■ **Tasks to perform**:
(A) Return the passage of the preschool fitness post word for word, starting at "During the interview, I" and ending at "LOVES to run!".
(B) Answer these questions from the preschool fitness post:
(i) How much physical activity do children need each day?
(ii) Which circle game is given as an example of structured physical activity?
(iii) What does the writer call the simple fitness plan?
(C) Extend the preschool fitness post, starting after its final sentence.

■ **Document section**:
===============

Make fitness a fun part of your preschool program

Large motor development is a critical part of the growing young child. One aspect of large motor development is physical fitness. There are many ways to include physical fitness into your program. In today’s Bam Radio Broadcast, the experts shed light on ways you can incorporate physical fitness into your preschooler’s day. You will really want to listen to the broadcast so you can hear the different perspectives on helping children stay fit and the different ways you can easily and naturally add physical fitness to your program.

Fitting Fitness Into the Curriculum
Rae Pica with  Nikki Steven, Diane H. Craft, Ph.D., Deborah J. Stewart, M.Ed.

Nikki Steven, Diane H. Craft, Ph.D., Deborah J. Stewart, M.Ed.

 You can listen to this Bam Radio Show Broadcast by clicking here or here!

Structured and Unstructured

During the interview, I discovered that children actually need about 1 to 2 hours of physical activities per day! You may be thinking that this is not possible with your busy schedule. But the experts on the radio show give great and simple ideas for how this can be done through both structured and unstructured activities.

Structured physical activity can be defined as “activities that are intentionally planned and implemented by an informed adult.”  Circle games like “Sally Goes Round the Sun” are just one example of a structured physical activity…

Unstructured physical activity can be defined as free play or times when the children can run around and get out some of their energy without a specific agenda or activity involved. Running on the play ground would be an example of this. And my class LOVES to run!

Both structured and unstructured play can provide children with opportunities for physical activities.

A simple plan for fitness

After listening to the experts, I was motivated to go back to my classroom and make sure I am also including simple fitness activities into my program…

Count to Five and Exercise!

I call our simple fitness plan “Count to Five and Exercise!”

===============

■ **Stored data**:

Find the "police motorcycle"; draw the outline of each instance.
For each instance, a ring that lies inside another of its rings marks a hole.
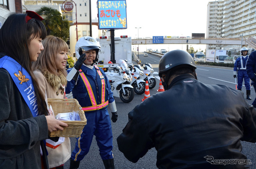
[[[148,88],[150,89],[154,88],[156,84],[156,78],[153,76],[154,70],[151,64],[146,63],[143,65],[140,60],[138,59],[137,60],[137,64],[140,65],[142,68],[144,73],[143,80],[145,82],[148,81]]]
[[[109,81],[113,96],[120,97],[124,103],[129,103],[134,97],[133,87],[130,84],[132,77],[127,65],[124,60],[120,60],[118,65],[109,62],[109,68],[105,74]]]
[[[142,80],[144,73],[142,68],[140,66],[137,65],[134,65],[133,67],[128,63],[127,60],[124,61],[130,68],[130,73],[132,76],[131,84],[134,92],[138,94],[144,93],[145,92],[146,82]]]

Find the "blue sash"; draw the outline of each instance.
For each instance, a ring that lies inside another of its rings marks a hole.
[[[33,117],[38,116],[36,97],[32,78],[28,73],[15,60],[6,56],[0,59],[0,68],[8,71],[31,111]]]

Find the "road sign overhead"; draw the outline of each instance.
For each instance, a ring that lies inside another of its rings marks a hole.
[[[153,44],[163,44],[164,36],[153,36]]]

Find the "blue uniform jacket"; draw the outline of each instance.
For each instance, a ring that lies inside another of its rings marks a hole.
[[[104,71],[99,68],[105,80],[106,90],[105,90],[105,101],[108,100],[109,103],[112,103],[114,101],[113,97],[113,92],[111,91],[111,87]],[[83,65],[81,69],[84,73],[90,84],[97,104],[101,103],[102,96],[102,83],[100,76],[98,75],[95,68],[94,66],[92,70]],[[69,72],[71,69],[68,70],[68,72]],[[71,91],[73,94],[73,97],[76,99],[82,107],[90,106],[92,105],[90,96],[88,93],[84,83],[80,76],[78,76],[76,85],[75,85],[76,82],[74,80],[72,80],[70,82],[68,82],[67,87],[66,88],[66,92],[69,93]],[[106,109],[107,106],[104,107]]]
[[[243,68],[246,68],[246,60],[247,60],[248,58],[248,56],[246,57],[245,58],[244,58],[242,57],[242,59],[243,60]],[[241,58],[240,57],[239,57],[236,59],[236,62],[234,65],[234,71],[236,72],[238,69],[240,70],[241,68],[242,68],[241,65]]]
[[[256,80],[256,51],[254,51],[250,55],[246,64],[246,72],[248,76],[252,80],[255,82]]]

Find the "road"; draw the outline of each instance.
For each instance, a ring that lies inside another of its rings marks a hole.
[[[157,84],[154,88],[150,90],[150,95],[156,94],[158,89],[159,77],[158,76],[158,64],[160,58],[150,54],[148,56],[144,57],[144,53],[140,52],[139,56],[142,63],[150,63],[154,69],[154,76],[156,78]],[[135,62],[134,63],[134,64]],[[218,68],[210,68],[197,66],[196,70],[198,80],[207,84],[219,84],[234,88],[235,87],[234,80],[233,77],[233,70],[230,69],[223,69]],[[242,91],[246,93],[245,87],[244,86]],[[244,95],[245,97],[246,95]],[[255,98],[254,89],[252,88],[251,97],[254,99]],[[119,98],[115,98],[116,103],[118,110],[118,117],[116,122],[112,123],[112,130],[113,136],[113,149],[115,166],[116,169],[156,169],[156,151],[154,148],[149,150],[146,154],[141,158],[138,162],[134,163],[128,161],[118,149],[116,138],[122,133],[128,121],[128,113],[136,105],[141,103],[141,99],[144,98],[144,95],[138,95],[135,94],[133,100],[128,103],[122,102]],[[252,103],[253,100],[246,101]],[[228,106],[228,105],[227,105]],[[110,111],[109,110],[109,112]],[[174,138],[174,139],[175,138]],[[74,138],[70,138],[71,150],[74,147],[76,140]],[[245,141],[242,142],[243,151],[251,160],[252,164],[250,168],[256,168],[256,144]],[[132,153],[132,152],[131,152]],[[221,153],[220,152],[220,153]],[[69,160],[64,165],[64,168],[69,168]],[[90,150],[84,158],[81,161],[79,169],[100,169],[104,168],[103,162],[100,157],[98,148],[94,138]]]

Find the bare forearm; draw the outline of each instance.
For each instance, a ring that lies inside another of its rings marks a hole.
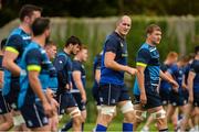
[[[42,102],[46,102],[46,98],[42,91],[42,86],[40,84],[39,78],[36,77],[31,77],[30,78],[30,86],[34,94],[41,99]]]
[[[108,61],[105,66],[107,68],[114,69],[114,70],[123,70],[123,72],[127,72],[127,66],[121,65],[118,63],[116,63],[115,61]]]
[[[81,80],[75,81],[76,87],[78,88],[81,95],[85,95],[85,89]]]
[[[145,94],[145,78],[144,78],[144,73],[139,72],[137,73],[137,81],[139,86],[140,94]]]
[[[6,69],[10,70],[12,73],[12,75],[20,76],[21,68],[14,62],[6,61],[6,63],[3,64],[3,67],[6,67]]]

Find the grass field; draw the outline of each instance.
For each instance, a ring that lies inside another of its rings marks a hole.
[[[65,122],[67,122],[67,119],[66,119],[66,118],[63,118],[63,119],[61,120],[61,122],[60,122],[59,128],[63,127],[63,124],[64,124]],[[145,122],[144,122],[144,123],[145,123]],[[142,130],[144,123],[142,123],[142,124],[139,125],[138,131]],[[119,132],[122,132],[122,125],[123,125],[122,122],[113,121],[113,122],[111,123],[111,125],[108,127],[108,130],[107,130],[107,131],[109,131],[109,132],[111,132],[111,131],[115,131],[115,132],[119,131]],[[84,125],[84,131],[86,131],[86,132],[92,132],[93,128],[95,128],[95,123],[87,123],[87,122],[86,122],[85,125]],[[150,131],[150,132],[151,132],[151,131],[157,132],[157,129],[156,129],[156,127],[155,127],[155,123],[150,124],[149,131]],[[171,124],[169,124],[169,131],[174,131],[174,129],[171,128]]]

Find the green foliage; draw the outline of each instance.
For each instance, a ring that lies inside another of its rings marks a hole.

===============

■ **Exercise answers**:
(A)
During the interview, I discovered that children actually need about 1 to 2 hours of physical activities per day! You may be thinking that this is not possible with your busy schedule. But the experts on the radio show give great and simple ideas for how this can be done through both structured and unstructured activities.

Structured physical activity can be defined as “activities that are intentionally planned and implemented by an informed adult.”  Circle games like “Sally Goes Round the Sun” are just one example of a structured physical activity…

Unstructured physical activity can be defined as free play or times when the children can run around and get out some of their energy without a specific agenda or activity involved. Running on the play ground would be an example of this. And my class LOVES to run!

(B)
(i) About 1 to 2 hours
(ii) "Sally Goes Round the Sun"
(iii) "Count to Five and Exercise!"

(C)
I do a much better job at staying consistent with something when I have a plan. My “Count to Five and Exercise” plan simply consists of including four to five different morning stretches or exercises and as we do each one, we count to five.  For example, today we jogged in place and as we jogged we counted a slow, but steady and loud 1, 2, 3, 4, 5.  Then we switched to jumping jacks and counted to five again. Next we did arm swings, then tummy twists, and we ended with toe touches.  We counted to five for each of our exercises….

In the Bam Radio Show interview, the experts share other ways to integrate physical activities into your day easily and naturally.  Be sure to take a listen to all their advice and suggestions. You don’t want to miss it!

By |2011-10-05T01:30:16+00:00October 5th, 2011|

About the Author:

Deborah J. Stewart, M.Ed. has been working and teaching in the field of early childhood education for over 30 years. Deborah currently owns and teaches in her own part-time, private preschool called The Children’s Studio. Deborah’s deep passion for teaching and working with young children is documented and then graciously shared with millions of readers around the world through her blog and other social networking communities. Deborah believes that young children learn best through play and exploration and embraces this belief in all that she does in her own classroom so that she can effectively and passionately share rewarding, real- life, tried-and-true practices with other teachers, parents, and leaders across the field of early childhood education.


  1. Jennifer October 5, 2011 at 1:51 am - Reply

    I am so glad your post touched on movement while learning. I do songs all day long that require the kids to move… while we count and sing our ABC’s. I think movement (thus fitness) should be all day every day for every grade. That’s how kids learn!

    As far as the fitness part… I just feel that we have the kids…we might as well teach them! Know what I mean. There are so many topics that are just good things to know that we assume the parents teach them. If we have a captive audience… we should use the opportunity! I feel that way about a lot of topics though.

    Especially when it comes to early childhood… districts need to focus on well rounded people. We are shaping them into who they will be. If we do nothing but shove reading and math in… they lose interest! Kids are people, sometimes they forget that. =)

    Empowering Little Learners!

    • Deborah J. Stewart, M.Ed. October 5, 2011 at 11:42 pm - Reply

      We do need to provide a well – rounded program for children of all ages. I see too many programs that kind of forget about the large motor end of things. We get too busy with the academic side but both are equally important!

  2. Amber October 5, 2011 at 8:23 am - Reply

    Yes, when it’s “planned” we tend to be more consistent in slipping it in. I started out this year with a “Let’s Move” where we did 2-3 songs off of various children’s movement cd’s (children’s aerobics cds) but we’ve gotten away from that as it ended up that I had nappers at that time. Thanks for the post, it puts it back on my priority list to fit that time back in to our morning somewhere!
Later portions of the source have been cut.